### Exercise task
Please rewrite the entries below with every "Could you please locate" changed to "Can you mark" and nothing else altered.

+++ Supplied entries

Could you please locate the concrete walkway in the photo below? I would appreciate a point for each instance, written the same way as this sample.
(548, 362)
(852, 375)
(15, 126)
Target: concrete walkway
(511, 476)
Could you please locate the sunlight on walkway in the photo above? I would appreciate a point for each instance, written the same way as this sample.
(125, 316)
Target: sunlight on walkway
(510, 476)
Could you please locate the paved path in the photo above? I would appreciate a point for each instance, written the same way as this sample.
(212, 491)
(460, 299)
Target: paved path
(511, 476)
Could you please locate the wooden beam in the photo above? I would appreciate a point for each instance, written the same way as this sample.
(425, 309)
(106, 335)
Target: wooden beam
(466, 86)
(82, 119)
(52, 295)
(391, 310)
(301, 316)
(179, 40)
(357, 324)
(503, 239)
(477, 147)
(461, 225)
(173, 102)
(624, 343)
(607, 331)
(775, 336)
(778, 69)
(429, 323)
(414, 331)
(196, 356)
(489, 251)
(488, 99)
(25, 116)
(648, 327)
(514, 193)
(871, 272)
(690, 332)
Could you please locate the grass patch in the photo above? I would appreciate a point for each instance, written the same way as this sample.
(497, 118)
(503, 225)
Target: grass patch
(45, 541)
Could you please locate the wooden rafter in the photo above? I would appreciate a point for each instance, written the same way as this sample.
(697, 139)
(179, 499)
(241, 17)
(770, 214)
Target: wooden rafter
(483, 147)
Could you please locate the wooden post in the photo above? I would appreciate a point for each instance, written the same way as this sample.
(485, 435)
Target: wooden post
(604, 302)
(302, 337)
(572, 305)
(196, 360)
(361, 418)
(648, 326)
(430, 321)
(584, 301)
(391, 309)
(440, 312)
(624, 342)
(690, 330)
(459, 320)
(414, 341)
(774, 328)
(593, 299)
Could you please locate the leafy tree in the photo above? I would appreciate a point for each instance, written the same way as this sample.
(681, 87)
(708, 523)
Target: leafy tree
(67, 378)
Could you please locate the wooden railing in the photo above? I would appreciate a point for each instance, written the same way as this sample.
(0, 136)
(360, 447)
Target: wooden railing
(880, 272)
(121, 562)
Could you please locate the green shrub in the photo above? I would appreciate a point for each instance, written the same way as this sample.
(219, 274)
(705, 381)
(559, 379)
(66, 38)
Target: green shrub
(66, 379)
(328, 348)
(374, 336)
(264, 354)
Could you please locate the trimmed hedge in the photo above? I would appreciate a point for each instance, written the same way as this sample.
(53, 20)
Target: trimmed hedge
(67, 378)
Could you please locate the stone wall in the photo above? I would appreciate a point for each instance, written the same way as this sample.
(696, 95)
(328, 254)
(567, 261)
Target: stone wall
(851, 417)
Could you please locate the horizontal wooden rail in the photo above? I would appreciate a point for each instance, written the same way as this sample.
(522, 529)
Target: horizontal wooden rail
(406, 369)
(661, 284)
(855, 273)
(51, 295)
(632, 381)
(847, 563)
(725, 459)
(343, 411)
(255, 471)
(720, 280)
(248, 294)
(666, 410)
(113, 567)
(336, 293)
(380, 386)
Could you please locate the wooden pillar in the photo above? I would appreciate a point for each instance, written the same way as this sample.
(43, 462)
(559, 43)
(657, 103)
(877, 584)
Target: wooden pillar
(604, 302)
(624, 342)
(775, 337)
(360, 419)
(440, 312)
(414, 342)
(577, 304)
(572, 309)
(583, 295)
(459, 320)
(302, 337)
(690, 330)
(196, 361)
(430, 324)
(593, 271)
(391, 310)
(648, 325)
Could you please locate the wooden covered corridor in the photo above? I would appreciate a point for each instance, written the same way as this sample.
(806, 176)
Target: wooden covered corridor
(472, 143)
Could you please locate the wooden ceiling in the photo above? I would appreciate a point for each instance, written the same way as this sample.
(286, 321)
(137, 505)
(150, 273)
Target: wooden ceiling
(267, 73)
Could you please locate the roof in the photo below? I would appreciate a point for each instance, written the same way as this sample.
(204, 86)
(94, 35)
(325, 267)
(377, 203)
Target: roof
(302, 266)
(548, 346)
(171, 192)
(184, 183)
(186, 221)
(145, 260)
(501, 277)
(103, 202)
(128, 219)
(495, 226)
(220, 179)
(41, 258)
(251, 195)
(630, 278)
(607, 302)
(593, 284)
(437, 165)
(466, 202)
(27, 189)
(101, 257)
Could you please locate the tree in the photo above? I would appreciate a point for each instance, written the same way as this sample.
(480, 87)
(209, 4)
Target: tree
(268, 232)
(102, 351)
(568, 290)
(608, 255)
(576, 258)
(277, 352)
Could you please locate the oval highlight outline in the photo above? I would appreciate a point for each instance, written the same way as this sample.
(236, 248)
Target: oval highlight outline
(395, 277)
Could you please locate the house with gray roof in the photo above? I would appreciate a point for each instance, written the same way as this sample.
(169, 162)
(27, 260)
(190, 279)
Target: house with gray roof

++++++

### Answer to this problem
Can you mark the concrete walkway in the photo below? I would appreciate a point for each instance, written the same way as this sample.
(548, 362)
(852, 375)
(15, 126)
Target: concrete walkway
(511, 476)
Can you mark the sunlight on walkway in the photo above? I would appreciate a point for each instance, written the same way as this sample.
(125, 316)
Target: sunlight on walkway
(510, 476)
Can you mark the paved path in the photo above? I would appreciate a point for each instance, written the same way as this sample.
(212, 491)
(460, 299)
Target: paved path
(511, 476)
Can you mark the wooden beam in the photo above? I would appreciate a point for each instance, written the same way as this sample.
(425, 309)
(106, 335)
Target: wooden beam
(466, 86)
(82, 119)
(52, 295)
(391, 310)
(301, 316)
(179, 40)
(357, 324)
(503, 239)
(477, 147)
(461, 225)
(173, 102)
(624, 343)
(607, 331)
(775, 336)
(778, 69)
(429, 323)
(414, 331)
(196, 356)
(489, 251)
(488, 99)
(25, 116)
(648, 327)
(514, 193)
(871, 272)
(690, 332)
Can you mark the grass patch in the photo above? I would appreciate a point for each instance, written the same way as this sample.
(497, 118)
(503, 225)
Target: grass patch
(45, 541)
Can you mark the wooden rafter in the photo above? I would appreciate a point for each instance, written the same way as this sample.
(697, 139)
(179, 499)
(241, 17)
(770, 214)
Target: wooden rafter
(483, 147)
Can you mark the wooden post in the photo above? I would appreciate a point for each instance, written the same way as this sample.
(485, 435)
Target: wooden post
(604, 302)
(302, 337)
(572, 305)
(196, 360)
(361, 418)
(648, 326)
(430, 321)
(584, 301)
(391, 309)
(440, 312)
(624, 342)
(690, 330)
(459, 320)
(414, 341)
(774, 328)
(593, 299)
Can you mark the leafy tree in the photo above? I would appreciate a point for each instance, written the same way as this sample.
(681, 87)
(708, 523)
Target: leafy tree
(67, 378)
Can you mark the wooden railing in the photo above? I would appreciate a point for each instance, written the same way as this sample.
(0, 136)
(360, 447)
Target: wooden railing
(880, 272)
(121, 562)
Can you mark the green shrub in the photo above? I would appreciate a point for each instance, written the same way as this sample.
(219, 274)
(705, 381)
(559, 379)
(66, 38)
Target: green shrub
(66, 379)
(328, 348)
(374, 336)
(264, 354)
Can you mark the trimmed hedge in the photo above? I would appreciate a point for each instance, written the same way as this sample.
(53, 20)
Target: trimmed hedge
(67, 378)
Can you mark the stone wall in the photo above? I would appreciate a point for each instance, written the same way as this sample.
(696, 95)
(328, 254)
(567, 261)
Target: stone wall
(851, 417)
Can you mark the horizontal wooden rail in the photo above? I would appreciate a point for each instance, written the same way as this sample.
(522, 529)
Target: horizontal wooden rail
(406, 369)
(661, 284)
(855, 273)
(51, 295)
(632, 381)
(847, 563)
(725, 459)
(343, 411)
(255, 471)
(720, 280)
(248, 294)
(666, 410)
(113, 567)
(336, 293)
(380, 386)
Can you mark the wooden pillar in the photo above? I would appreciate a point for each instance, written the same way as this sample.
(43, 462)
(559, 43)
(657, 103)
(877, 584)
Target: wooden pillar
(604, 302)
(624, 342)
(775, 337)
(360, 419)
(440, 312)
(414, 342)
(577, 304)
(572, 309)
(583, 295)
(459, 320)
(302, 337)
(690, 330)
(196, 361)
(430, 324)
(593, 271)
(391, 310)
(648, 325)
Can you mark the wooden covered corridor in the photo above? I would appreciate a point for each instance, written the same way as this sample.
(806, 176)
Target: wooden covered corridor
(472, 143)
Can you mark the wooden ceiling in the photo above? I would appreciate a point for each instance, written the same way as this sample.
(286, 321)
(137, 505)
(150, 273)
Target: wooden ceiling
(267, 73)
Can you mark the roof in the photo below? I would appreciate a point for each instance, written the same way as this sample.
(204, 86)
(94, 35)
(325, 267)
(377, 203)
Target: roof
(302, 266)
(548, 346)
(171, 192)
(184, 183)
(186, 221)
(145, 260)
(501, 277)
(103, 202)
(128, 219)
(495, 226)
(220, 179)
(41, 258)
(251, 195)
(630, 278)
(607, 302)
(593, 284)
(437, 165)
(466, 202)
(27, 189)
(101, 257)
Can you mark the tree in the photo above? I would appreciate a point for each instance, written the same way as this sample.
(480, 87)
(209, 4)
Target: tree
(268, 232)
(102, 351)
(568, 290)
(608, 255)
(576, 258)
(277, 352)
Can you mark the oval highlight outline in the photo above? I would appreciate a point for each instance, written the same way as this sample.
(236, 248)
Target: oval highlight outline
(395, 277)
Can you mark the house with gray roof in the photo above? I would appreciate a point for each instance, written the same way as this sample.
(169, 162)
(27, 260)
(190, 279)
Target: house with gray roof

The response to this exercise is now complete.